Exercise materials =>
——

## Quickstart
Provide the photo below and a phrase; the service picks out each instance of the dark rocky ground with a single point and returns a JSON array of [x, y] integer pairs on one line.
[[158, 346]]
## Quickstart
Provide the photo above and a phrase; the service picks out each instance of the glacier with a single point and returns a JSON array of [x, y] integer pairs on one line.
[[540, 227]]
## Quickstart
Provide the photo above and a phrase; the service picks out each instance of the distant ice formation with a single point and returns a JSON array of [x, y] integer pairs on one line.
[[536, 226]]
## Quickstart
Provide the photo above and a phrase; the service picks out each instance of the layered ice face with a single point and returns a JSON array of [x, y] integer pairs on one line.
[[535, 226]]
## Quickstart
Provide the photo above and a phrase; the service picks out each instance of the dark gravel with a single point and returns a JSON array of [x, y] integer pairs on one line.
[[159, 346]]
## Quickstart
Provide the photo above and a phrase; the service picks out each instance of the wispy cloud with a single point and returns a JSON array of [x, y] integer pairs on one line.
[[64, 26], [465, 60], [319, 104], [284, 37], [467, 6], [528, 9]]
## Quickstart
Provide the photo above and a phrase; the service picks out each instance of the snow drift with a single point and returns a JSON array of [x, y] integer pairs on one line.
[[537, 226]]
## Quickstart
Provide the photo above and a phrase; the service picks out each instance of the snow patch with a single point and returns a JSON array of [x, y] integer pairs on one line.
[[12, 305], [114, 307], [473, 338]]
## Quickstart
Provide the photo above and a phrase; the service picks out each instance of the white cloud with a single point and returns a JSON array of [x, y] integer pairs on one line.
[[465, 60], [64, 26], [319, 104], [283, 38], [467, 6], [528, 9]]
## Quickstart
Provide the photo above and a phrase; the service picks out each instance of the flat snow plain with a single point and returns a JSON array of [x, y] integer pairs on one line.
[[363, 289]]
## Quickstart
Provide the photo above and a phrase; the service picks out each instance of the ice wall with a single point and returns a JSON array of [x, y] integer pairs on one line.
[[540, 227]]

——

Given problem => Retype each record exactly, leaving nothing out.

Solution for this problem =>
## Quickstart
Provide the photo below and a phrase; the service picks out each instance of the dark rocky ground with a single point and returns a JSON array of [x, y] integer pairs on one line.
[[158, 346]]
## Quickstart
Provide the photo above and a phrase; the service picks out each instance of the glacier with a single point and returns a JSON array of [x, y] integer pairs on one line.
[[540, 227]]
## Quickstart
Provide the photo above and a phrase; the service picks out each instance of the distant ice formation with a single point and returns a JSON array of [x, y] integer pairs on one line.
[[536, 226]]
## Quickstart
Provide the photo above and a phrase; the service picks out each instance of the layered ice face with a single point and returns a JSON array of [x, y] integer pairs on one line.
[[535, 226]]
## Quickstart
Provide the photo above and a phrase; the service picks out each instance of the dark gravel with a single point and returns a JSON array of [x, y] integer pairs on one line.
[[159, 346]]
## Quickstart
Provide the photo above and a phrase; the service picks out each instance of the wispy cloud with a single point and returns a JSON array of [x, y] integer pairs on one line.
[[64, 26], [465, 60], [319, 104], [284, 37], [467, 6], [528, 9]]
## Quickstart
Provide the photo above and a phrase; the service picks out each instance of the snow drift with a single point and returns a JSON array of [x, y] integer pairs on one line.
[[537, 226]]
## Quickstart
Provide the photo above and a phrase; the service picks out each instance of the snow patch with a single point and returns a JSON array of [x, y] integer pairs on one line.
[[12, 305], [114, 307], [473, 338]]
## Quickstart
Provide the photo above and a phrase; the service picks out each instance of the white cloud with a single point and returns a JSON array of [x, y] integer pairs on one line.
[[465, 60], [64, 26], [319, 104], [283, 38], [467, 6], [528, 9]]
## Quickstart
Provide the photo above and a phrase; the service picks out each instance of the flat snow plain with a single point and returns a JSON array of [x, y] integer pairs on one line.
[[363, 289]]
## Quickstart
Provide the photo above and a phrase; the service picks out each instance of the ice wall with a single point and returns a JSON array of [x, y] integer pairs on one line.
[[540, 227]]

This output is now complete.